» What you need to do:
Copy the following lines of data out word for word, leaving each one unchanged.

(Some data)
● ● ●
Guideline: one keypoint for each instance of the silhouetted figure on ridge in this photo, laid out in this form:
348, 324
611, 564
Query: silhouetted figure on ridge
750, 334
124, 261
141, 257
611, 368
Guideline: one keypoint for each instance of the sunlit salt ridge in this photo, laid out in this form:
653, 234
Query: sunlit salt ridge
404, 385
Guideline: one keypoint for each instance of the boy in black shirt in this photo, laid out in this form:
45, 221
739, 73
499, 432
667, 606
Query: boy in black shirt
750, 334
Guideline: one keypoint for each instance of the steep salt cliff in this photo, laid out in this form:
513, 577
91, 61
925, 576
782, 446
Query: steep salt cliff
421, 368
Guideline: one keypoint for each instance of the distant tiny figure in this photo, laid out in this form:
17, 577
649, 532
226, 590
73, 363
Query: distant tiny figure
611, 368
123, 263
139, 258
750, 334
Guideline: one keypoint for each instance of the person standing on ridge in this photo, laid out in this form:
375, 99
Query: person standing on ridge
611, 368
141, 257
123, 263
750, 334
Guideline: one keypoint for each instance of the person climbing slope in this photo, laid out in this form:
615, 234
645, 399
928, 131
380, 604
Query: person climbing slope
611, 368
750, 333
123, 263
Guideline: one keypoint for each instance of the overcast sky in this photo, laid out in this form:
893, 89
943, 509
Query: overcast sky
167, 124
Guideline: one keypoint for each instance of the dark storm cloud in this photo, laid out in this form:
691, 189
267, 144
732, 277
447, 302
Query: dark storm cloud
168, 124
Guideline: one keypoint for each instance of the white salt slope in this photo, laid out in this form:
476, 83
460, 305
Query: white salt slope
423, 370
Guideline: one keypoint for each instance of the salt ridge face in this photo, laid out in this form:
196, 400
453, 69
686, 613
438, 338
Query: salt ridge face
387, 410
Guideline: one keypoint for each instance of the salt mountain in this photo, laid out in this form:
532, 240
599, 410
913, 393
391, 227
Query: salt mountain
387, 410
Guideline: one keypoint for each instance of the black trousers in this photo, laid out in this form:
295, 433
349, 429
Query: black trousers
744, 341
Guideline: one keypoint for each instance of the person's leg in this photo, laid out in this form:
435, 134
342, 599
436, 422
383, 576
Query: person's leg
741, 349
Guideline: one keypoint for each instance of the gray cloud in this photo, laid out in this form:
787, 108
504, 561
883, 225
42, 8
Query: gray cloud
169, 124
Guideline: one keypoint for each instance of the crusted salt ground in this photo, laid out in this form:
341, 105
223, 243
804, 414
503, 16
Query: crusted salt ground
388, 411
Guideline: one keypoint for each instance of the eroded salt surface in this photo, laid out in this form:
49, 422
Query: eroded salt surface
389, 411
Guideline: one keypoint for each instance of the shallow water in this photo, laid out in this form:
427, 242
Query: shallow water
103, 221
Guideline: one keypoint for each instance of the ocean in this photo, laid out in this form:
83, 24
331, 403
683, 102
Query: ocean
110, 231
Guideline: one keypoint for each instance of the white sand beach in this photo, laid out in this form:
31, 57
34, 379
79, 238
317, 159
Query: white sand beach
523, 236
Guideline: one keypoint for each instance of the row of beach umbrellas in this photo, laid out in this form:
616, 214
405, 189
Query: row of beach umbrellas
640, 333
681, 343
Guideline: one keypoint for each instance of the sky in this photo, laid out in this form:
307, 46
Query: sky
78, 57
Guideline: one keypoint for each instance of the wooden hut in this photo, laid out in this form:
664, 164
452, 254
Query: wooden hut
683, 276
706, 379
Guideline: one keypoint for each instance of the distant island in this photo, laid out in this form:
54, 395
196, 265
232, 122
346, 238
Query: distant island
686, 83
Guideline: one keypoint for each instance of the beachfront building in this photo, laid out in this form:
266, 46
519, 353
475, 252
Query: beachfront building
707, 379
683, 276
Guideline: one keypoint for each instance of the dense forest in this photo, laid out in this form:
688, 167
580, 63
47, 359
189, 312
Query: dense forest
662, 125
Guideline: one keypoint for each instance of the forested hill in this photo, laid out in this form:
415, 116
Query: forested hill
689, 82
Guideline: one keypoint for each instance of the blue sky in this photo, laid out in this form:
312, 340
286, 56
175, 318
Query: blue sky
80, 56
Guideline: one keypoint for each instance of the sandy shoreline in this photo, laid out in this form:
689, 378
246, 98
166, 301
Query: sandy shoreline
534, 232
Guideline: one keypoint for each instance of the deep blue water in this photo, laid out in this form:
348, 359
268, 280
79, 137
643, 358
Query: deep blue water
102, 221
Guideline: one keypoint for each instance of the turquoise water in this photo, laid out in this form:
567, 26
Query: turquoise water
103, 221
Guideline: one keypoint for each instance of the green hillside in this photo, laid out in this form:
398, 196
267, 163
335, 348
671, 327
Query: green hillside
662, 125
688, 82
● ● ●
» Result:
Guideline: one keypoint for each instance of the silhouetted figure on ridge in this photo, laid out in this form:
348, 324
611, 564
Query: silhouetted figure on ridge
750, 334
124, 261
141, 257
611, 368
Guideline: one keypoint for each instance of the sunlit salt ridge in this photo, laid out in this form:
653, 234
Query: sunlit salt ridge
404, 385
Guideline: one keypoint for each instance of the boy in black shirt in this photo, laid out in this form:
45, 221
739, 73
499, 432
667, 606
Query: boy in black shirt
750, 334
Guideline: one keypoint for each instance of the steep salt cliff in this photo, laid out in this form:
513, 577
91, 61
925, 576
782, 446
Query: steep salt cliff
421, 368
Guideline: one keypoint for each instance of the distant tiny figure in this photo, laid out in this form:
17, 577
649, 532
226, 590
73, 363
Query: distant tiny figure
611, 368
123, 263
139, 258
750, 334
Guideline: one keypoint for each instance of the person standing on ridge in this photo, laid out in this form:
375, 99
Query: person standing on ridge
611, 368
141, 257
123, 263
750, 334
Guideline: one keypoint for each instance of the person climbing slope in this photo, laid out in this form:
615, 234
645, 399
928, 131
380, 604
Query: person climbing slope
611, 368
750, 333
123, 263
Guideline: one keypoint for each instance of the overcast sky in this photo, laid out in this form:
893, 89
943, 509
Query: overcast sky
167, 124
Guideline: one keypoint for each instance of the dark storm cloud in this photo, laid out in this form:
691, 189
267, 144
732, 277
447, 302
Query: dark storm cloud
168, 124
Guideline: one keypoint for each instance of the white salt slope in this photo, laid out in this form:
476, 83
460, 305
Query: white salt slope
423, 370
Guideline: one keypoint for each instance of the salt ridge face in this photo, laid out in this form:
196, 400
453, 69
686, 613
438, 338
Query: salt ridge face
387, 410
Guideline: one keypoint for each instance of the salt mountain in this photo, laid out in this form:
532, 240
599, 410
913, 393
391, 227
Query: salt mountain
387, 410
Guideline: one keypoint for each instance of the black trousers in this photo, laid out in this form:
295, 433
349, 429
Query: black trousers
744, 341
Guideline: one keypoint for each instance of the person's leg in this photo, laid out in this form:
435, 134
342, 599
436, 422
383, 576
Query: person's leg
741, 349
Guideline: one keypoint for each instance of the gray cloud in this photo, laid out in this form:
787, 108
504, 561
883, 225
42, 8
Query: gray cloud
169, 124
Guideline: one keypoint for each instance of the crusted salt ground in this photo, laid out in this form:
341, 105
223, 243
804, 414
503, 16
Query: crusted salt ground
388, 411
Guideline: one keypoint for each instance of the eroded salt surface in this photo, laid out in this form:
49, 422
Query: eroded salt surface
389, 411
Guideline: one keypoint for each instance of the shallow water in this photo, laid out in this form:
427, 242
Query: shallow water
103, 221
Guideline: one keypoint for each instance of the ocean in this photo, laid out in this form:
83, 24
331, 403
683, 102
Query: ocean
110, 231
Guideline: one keypoint for each instance of the white sand beach in this photo, laid out in this form:
31, 57
34, 379
79, 238
317, 159
Query: white sand beach
523, 236
Guideline: one keypoint for each instance of the row of beach umbrellas in this photo, laid out in this form:
616, 214
405, 189
Query: row of beach umbrellas
640, 333
681, 343
Guideline: one keypoint for each instance of the sky in this photo, laid out in this form:
307, 46
Query: sky
78, 57
Guideline: one keypoint for each instance of the wooden hut in this photo, laid out in this form:
664, 164
452, 254
Query: wooden hut
683, 276
706, 379
Guideline: one keypoint for each instance of the distant island in this photo, laid out in this form:
54, 395
196, 265
232, 122
346, 238
Query: distant island
686, 83
Guideline: one keypoint for each instance of the beachfront building in this photo, laid out in this form:
266, 46
519, 353
475, 252
Query: beachfront building
707, 379
683, 276
Guideline: one keypoint for each instance of the dense forest in this photo, laid out in this form:
688, 167
580, 63
47, 359
189, 312
Query: dense forest
662, 125
Guideline: one keypoint for each instance of the forested hill in this photo, laid out in this form:
415, 116
Query: forested hill
689, 82
Guideline: one keypoint for each instance of the blue sky in this photo, laid out in this form:
312, 340
286, 56
175, 318
Query: blue sky
80, 56
Guideline: one keypoint for each instance of the sandy shoreline in this photo, laid out in this form:
689, 378
246, 98
166, 301
Query: sandy shoreline
534, 232
Guideline: one keypoint for each instance of the deep blue water in this photo, laid out in this form:
348, 359
268, 280
79, 137
643, 358
Query: deep blue water
102, 221
Guideline: one keypoint for each instance of the turquoise water in this photo, laid out in this form:
567, 26
Query: turquoise water
103, 221
Guideline: one keypoint for each instance of the green hillside in this photo, laid out in this form:
398, 196
267, 163
335, 348
671, 327
Query: green hillside
662, 125
688, 82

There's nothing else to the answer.